> **INSTRUCCIONES DE TRABAJO**
A – En el fragmento sobre desprenderse de las cosas, ¿cuál es, según el cantante, el problema de tener un reloj muy caro?
B – Reanuda el fragmento sobre desprenderse de las cosas a partir de su última oración.

> **FRAGMENTO SELECCIONADO**
Precisamente por eso hay que regalar a los amigos y a los parientes todo lo que pueda regalarse, hay que saber despojarse del pesado lastre de las cosas, hay que disfrutar cuando se regalan las cosas que uno pudiera guardarse para sí mismo, los perfumes, las corbatas, los relojes, los zapatos, todos los lujos innecesarios de este mundo que, lejos de darnos felicidad, crean dependencias, crean ataduras y servidumbres, porque, como te dijo el cantante cuando se sacó su reloj y te lo obsequió en un programa de televisión, el problema de tener un reloj muy caro es que tú ya no eres dueño del reloj, pues el reloj se adueña de ti mismo.

> **INFORMACIÓN PROPORCIONADA**
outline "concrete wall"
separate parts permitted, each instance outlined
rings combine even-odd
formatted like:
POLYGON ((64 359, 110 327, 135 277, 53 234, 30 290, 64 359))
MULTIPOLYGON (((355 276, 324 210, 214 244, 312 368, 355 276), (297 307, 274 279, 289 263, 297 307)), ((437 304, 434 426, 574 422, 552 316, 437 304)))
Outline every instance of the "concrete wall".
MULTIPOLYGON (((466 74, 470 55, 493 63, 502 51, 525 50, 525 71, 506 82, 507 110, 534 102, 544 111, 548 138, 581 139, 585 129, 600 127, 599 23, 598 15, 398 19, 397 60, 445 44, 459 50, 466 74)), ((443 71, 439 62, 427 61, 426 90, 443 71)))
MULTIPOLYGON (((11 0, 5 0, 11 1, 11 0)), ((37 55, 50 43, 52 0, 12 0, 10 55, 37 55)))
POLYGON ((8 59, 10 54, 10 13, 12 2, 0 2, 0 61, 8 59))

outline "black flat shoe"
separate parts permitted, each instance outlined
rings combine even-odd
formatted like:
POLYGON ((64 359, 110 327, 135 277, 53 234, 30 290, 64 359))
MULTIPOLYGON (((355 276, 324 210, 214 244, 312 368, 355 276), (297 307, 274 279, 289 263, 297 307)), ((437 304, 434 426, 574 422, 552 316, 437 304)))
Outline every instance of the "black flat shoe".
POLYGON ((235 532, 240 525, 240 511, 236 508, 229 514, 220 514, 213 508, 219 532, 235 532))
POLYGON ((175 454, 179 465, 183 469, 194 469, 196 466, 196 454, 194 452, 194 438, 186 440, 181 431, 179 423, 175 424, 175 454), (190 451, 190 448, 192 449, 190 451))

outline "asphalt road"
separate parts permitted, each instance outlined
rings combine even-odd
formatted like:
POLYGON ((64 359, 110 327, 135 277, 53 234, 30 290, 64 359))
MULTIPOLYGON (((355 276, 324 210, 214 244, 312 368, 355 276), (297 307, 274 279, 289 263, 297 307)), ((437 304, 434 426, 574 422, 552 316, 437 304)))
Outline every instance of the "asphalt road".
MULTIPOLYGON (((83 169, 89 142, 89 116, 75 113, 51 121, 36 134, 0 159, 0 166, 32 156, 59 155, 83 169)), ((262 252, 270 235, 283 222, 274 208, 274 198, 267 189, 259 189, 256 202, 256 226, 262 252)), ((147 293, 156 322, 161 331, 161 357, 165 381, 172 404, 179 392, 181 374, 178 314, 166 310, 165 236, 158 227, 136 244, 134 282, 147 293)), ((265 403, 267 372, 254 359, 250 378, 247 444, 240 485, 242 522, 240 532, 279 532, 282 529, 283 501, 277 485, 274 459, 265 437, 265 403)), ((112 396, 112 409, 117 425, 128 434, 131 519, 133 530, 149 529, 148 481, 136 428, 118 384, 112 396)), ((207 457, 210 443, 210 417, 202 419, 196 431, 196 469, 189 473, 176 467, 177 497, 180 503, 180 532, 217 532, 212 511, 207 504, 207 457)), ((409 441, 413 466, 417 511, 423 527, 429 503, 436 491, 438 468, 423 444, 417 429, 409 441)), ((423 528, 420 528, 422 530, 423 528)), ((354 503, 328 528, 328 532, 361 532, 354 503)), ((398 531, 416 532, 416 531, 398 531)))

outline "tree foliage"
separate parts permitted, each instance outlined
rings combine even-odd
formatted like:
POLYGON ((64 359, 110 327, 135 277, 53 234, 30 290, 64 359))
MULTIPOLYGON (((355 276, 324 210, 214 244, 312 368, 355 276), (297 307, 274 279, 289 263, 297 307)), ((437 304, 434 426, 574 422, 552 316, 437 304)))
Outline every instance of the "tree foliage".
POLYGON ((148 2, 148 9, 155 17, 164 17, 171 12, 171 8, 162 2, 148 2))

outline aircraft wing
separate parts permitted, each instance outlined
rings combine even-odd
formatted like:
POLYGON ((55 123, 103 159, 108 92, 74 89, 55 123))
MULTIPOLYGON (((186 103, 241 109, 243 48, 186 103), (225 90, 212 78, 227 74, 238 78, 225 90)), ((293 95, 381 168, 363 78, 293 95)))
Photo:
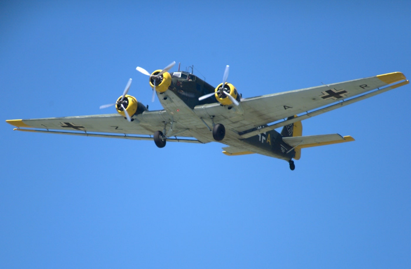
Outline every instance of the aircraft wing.
MULTIPOLYGON (((18 128, 15 130, 21 131, 152 140, 152 137, 149 136, 152 135, 155 132, 164 128, 164 114, 166 114, 166 112, 164 110, 144 111, 134 117, 134 120, 131 122, 126 121, 124 117, 117 114, 8 120, 6 121, 18 128)), ((173 131, 175 132, 179 130, 173 131)), ((178 135, 191 137, 189 134, 184 132, 178 135)), ((167 141, 201 143, 192 139, 172 138, 168 138, 167 141)))
POLYGON ((240 107, 229 111, 219 104, 198 106, 197 115, 214 121, 247 138, 305 119, 409 83, 396 72, 328 85, 242 99, 240 107), (305 113, 301 115, 302 113, 305 113), (292 119, 289 117, 298 115, 292 119), (275 122, 280 121, 275 123, 275 122), (256 130, 256 128, 273 123, 256 130))

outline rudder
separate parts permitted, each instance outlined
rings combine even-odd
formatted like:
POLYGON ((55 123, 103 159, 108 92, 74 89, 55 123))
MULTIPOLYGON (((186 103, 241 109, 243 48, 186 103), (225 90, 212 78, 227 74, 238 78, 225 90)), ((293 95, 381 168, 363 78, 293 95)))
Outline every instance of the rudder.
MULTIPOLYGON (((289 117, 287 119, 291 120, 297 116, 296 115, 293 116, 289 117)), ((302 124, 301 123, 301 121, 296 121, 284 126, 281 131, 281 135, 283 137, 302 136, 302 124)), ((301 156, 301 149, 296 148, 294 149, 294 151, 296 152, 296 155, 294 158, 296 160, 299 160, 301 156)))

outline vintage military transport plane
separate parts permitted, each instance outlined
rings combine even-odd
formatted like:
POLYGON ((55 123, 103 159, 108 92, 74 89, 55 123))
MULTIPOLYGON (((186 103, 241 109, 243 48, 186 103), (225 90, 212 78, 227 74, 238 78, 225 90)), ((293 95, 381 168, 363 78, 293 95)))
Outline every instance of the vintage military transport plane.
POLYGON ((164 109, 150 111, 127 94, 131 79, 115 106, 117 114, 6 121, 15 130, 135 140, 206 143, 219 141, 229 155, 257 153, 287 161, 294 170, 303 148, 353 141, 335 134, 302 136, 302 120, 342 107, 409 83, 399 72, 329 85, 242 98, 226 82, 215 88, 188 72, 169 72, 172 63, 150 74, 153 89, 164 109), (281 132, 274 129, 283 127, 281 132))

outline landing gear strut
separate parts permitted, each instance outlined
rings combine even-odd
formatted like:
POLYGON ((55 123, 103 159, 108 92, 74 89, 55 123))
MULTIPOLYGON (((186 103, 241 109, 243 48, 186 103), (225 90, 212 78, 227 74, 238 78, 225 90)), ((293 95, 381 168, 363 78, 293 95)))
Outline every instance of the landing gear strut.
POLYGON ((226 135, 226 128, 224 125, 217 123, 212 128, 212 137, 216 141, 221 141, 226 135))
POLYGON ((290 160, 288 163, 290 164, 290 169, 293 170, 296 169, 296 165, 294 164, 294 161, 292 160, 290 160))
POLYGON ((166 139, 164 138, 163 132, 161 131, 156 131, 154 133, 154 143, 159 148, 164 148, 166 145, 166 139))

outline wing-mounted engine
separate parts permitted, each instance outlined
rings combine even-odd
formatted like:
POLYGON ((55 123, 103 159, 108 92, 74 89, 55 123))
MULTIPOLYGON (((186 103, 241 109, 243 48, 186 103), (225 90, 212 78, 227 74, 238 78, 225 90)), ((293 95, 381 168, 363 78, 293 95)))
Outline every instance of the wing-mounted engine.
POLYGON ((162 72, 162 70, 156 70, 150 76, 150 86, 159 93, 167 90, 171 84, 171 76, 168 72, 162 72), (160 74, 159 75, 159 74, 160 74))
POLYGON ((229 105, 233 104, 238 106, 240 104, 240 96, 237 91, 237 89, 233 84, 226 82, 229 77, 229 65, 226 66, 224 75, 223 76, 223 83, 220 83, 217 88, 215 88, 215 92, 203 95, 199 98, 199 101, 208 98, 214 94, 215 95, 217 101, 223 105, 229 105))
POLYGON ((133 120, 132 118, 139 109, 139 104, 141 104, 140 107, 141 107, 142 104, 137 102, 137 100, 133 96, 127 94, 129 89, 130 88, 130 85, 131 85, 131 81, 132 79, 130 79, 126 86, 125 88, 124 89, 124 91, 123 92, 123 95, 118 97, 116 102, 114 104, 100 106, 100 109, 115 105, 115 110, 117 111, 117 113, 125 117, 129 122, 132 121, 133 120))
POLYGON ((137 100, 134 97, 128 94, 126 95, 122 101, 121 101, 122 98, 123 96, 121 95, 117 99, 117 102, 115 103, 115 110, 119 114, 127 118, 127 116, 124 112, 125 109, 128 115, 132 116, 137 111, 138 104, 137 100))
POLYGON ((220 83, 215 88, 215 95, 217 101, 223 105, 229 105, 234 103, 236 105, 238 105, 238 102, 240 102, 240 96, 237 91, 237 89, 231 83, 226 83, 223 87, 223 83, 220 83), (229 97, 230 95, 230 97, 229 97), (235 103, 235 101, 238 103, 235 103))
POLYGON ((175 62, 173 62, 171 64, 164 67, 162 70, 156 70, 150 74, 142 67, 137 66, 136 70, 140 73, 150 76, 150 86, 153 88, 153 95, 151 97, 151 102, 154 102, 154 97, 155 96, 155 91, 159 93, 164 93, 167 90, 171 84, 171 75, 167 71, 170 70, 175 64, 175 62))

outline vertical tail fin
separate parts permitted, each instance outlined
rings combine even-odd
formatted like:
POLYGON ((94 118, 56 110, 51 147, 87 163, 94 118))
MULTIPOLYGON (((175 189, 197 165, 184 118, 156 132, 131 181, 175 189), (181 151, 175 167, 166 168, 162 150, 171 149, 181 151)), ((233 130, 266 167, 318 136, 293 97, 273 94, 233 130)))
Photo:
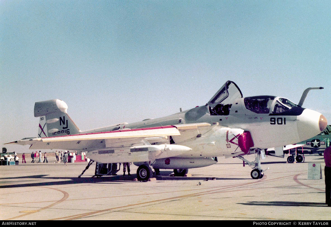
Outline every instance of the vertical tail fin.
POLYGON ((67 112, 68 106, 60 99, 36 102, 34 116, 39 118, 38 138, 73 135, 79 130, 67 112))

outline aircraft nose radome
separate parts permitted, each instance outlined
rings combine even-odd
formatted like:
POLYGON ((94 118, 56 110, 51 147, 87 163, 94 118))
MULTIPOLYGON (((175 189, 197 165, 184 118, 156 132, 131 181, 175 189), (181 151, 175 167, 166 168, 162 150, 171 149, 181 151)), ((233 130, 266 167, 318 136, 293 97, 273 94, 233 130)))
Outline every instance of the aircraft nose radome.
POLYGON ((297 120, 298 134, 301 141, 320 133, 327 125, 326 118, 321 113, 308 109, 305 109, 297 120))
POLYGON ((325 117, 322 114, 321 114, 321 116, 319 117, 319 130, 321 130, 321 132, 322 132, 328 126, 328 121, 326 120, 325 117))

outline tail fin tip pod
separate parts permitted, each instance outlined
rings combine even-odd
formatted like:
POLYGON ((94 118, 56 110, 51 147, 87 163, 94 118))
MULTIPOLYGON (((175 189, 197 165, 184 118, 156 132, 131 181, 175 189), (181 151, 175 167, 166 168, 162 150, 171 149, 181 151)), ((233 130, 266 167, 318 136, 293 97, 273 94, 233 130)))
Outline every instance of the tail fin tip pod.
POLYGON ((68 106, 60 99, 37 102, 34 116, 39 117, 38 138, 78 134, 79 130, 68 115, 68 106))

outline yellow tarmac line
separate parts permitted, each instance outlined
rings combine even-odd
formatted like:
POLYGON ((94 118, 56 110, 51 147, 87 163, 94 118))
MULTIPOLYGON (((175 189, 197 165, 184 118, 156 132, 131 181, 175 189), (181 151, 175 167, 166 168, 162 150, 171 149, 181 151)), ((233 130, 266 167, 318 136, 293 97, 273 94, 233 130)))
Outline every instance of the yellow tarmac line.
POLYGON ((41 211, 41 210, 45 209, 47 209, 47 208, 49 208, 50 207, 53 207, 53 206, 55 206, 56 205, 57 205, 59 203, 62 203, 64 201, 66 200, 68 198, 68 197, 69 197, 69 194, 68 194, 68 193, 66 192, 65 192, 64 191, 62 191, 62 190, 60 190, 60 189, 57 189, 56 188, 48 188, 46 187, 40 187, 45 188, 47 188, 48 189, 53 189, 54 190, 56 190, 57 191, 58 191, 59 192, 62 192, 63 193, 63 197, 62 197, 62 199, 60 199, 60 200, 57 201, 55 203, 53 203, 51 204, 50 204, 50 205, 49 205, 48 206, 46 206, 46 207, 44 207, 40 208, 39 209, 36 210, 34 211, 34 212, 32 210, 29 211, 29 212, 28 212, 26 213, 24 213, 24 214, 22 214, 22 215, 20 215, 18 216, 16 216, 16 217, 12 217, 10 218, 8 218, 8 219, 6 219, 5 220, 10 220, 15 218, 19 218, 22 217, 24 217, 24 216, 26 216, 27 215, 29 215, 29 214, 34 213, 35 213, 36 212, 39 212, 39 211, 41 211))

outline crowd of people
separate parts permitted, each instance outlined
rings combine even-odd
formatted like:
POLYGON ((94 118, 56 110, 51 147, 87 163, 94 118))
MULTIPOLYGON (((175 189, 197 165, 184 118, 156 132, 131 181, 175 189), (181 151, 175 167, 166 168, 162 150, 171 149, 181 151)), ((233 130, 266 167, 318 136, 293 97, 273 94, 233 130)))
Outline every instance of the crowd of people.
MULTIPOLYGON (((16 152, 14 152, 14 154, 16 154, 16 152)), ((77 154, 76 152, 76 154, 77 154)), ((64 153, 63 151, 59 152, 56 151, 55 152, 55 162, 54 163, 58 163, 61 162, 63 162, 67 166, 67 164, 68 162, 68 158, 69 156, 69 151, 66 151, 64 153)), ((16 155, 15 155, 15 159, 16 160, 16 155)), ((34 152, 33 151, 31 153, 31 163, 39 163, 41 162, 45 163, 46 162, 46 163, 48 163, 48 160, 47 160, 47 152, 45 152, 43 154, 41 153, 41 151, 39 151, 39 153, 37 151, 34 152)), ((23 153, 22 154, 22 163, 26 163, 26 161, 25 160, 25 153, 23 153)))

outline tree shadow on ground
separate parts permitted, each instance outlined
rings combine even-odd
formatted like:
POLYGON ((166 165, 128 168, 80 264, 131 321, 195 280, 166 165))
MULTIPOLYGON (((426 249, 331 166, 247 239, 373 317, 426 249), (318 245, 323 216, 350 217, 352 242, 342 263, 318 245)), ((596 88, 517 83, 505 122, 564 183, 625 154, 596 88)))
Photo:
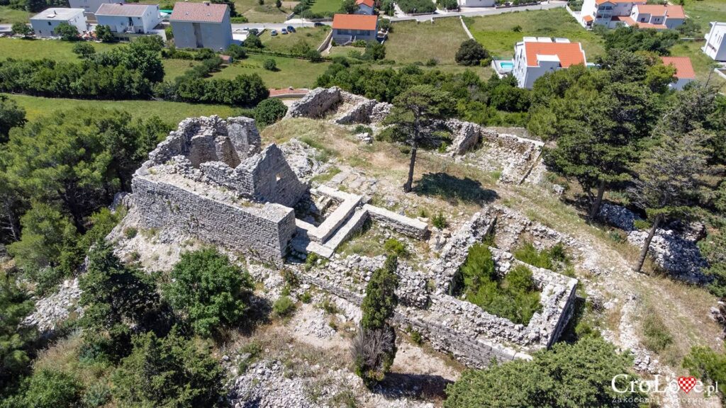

> **RESULTADOS POR TAREA**
A – Uno ya no es dueño del reloj, pues el reloj se adueña de uno mismo.

B –
Cuando recuerdas que tu amigo, el músico que acaba de morir en silencio, tuvo el coraje, la pasión, la lucidez y el arrojo torero de atreverse a ser músico, solamente músico, plenamente músico, en un país y en unos tiempos en los que ser músico era una condena segura a la pobreza, un boleto sin retorno a una vida de privaciones y de humillaciones, un viaje en apariencia autodestructivo a las zonas más sombrías y gélidas de la existencia humana, un descenso al turbio fondo de los mares donde ya nadie consigue sobrevivir, y recuerdas luego que, contra viento y marea, con el temple de un conquistador y la intrepidez de un pirata, tu amigo el músico consiguió triunfar, y triunfar en grande, y vivir solamente como músico, plenamente como músico, llevando sus canciones a otras ciudades, a otros países, elevándose, elevándonos, esparciendo felicidad en estado puro, felicidad en unas cápsulas adictivas llamadas canciones, comprendes que la vida carece de sentido o de vuelo o de belleza cuando quien la vive se esconde de los riesgos, se achanta y repliega ante el peligro, se asegura cómodamente un futuro predecible, chato y mediocre y se empequeñece o asusta ante la posibilidad de encontrar su voz, y luego su identidad, y enseguida su singular camino, y entonces entregarse apasionadamente y sin reservas al acto de cumplir el destino para el cual había nacido.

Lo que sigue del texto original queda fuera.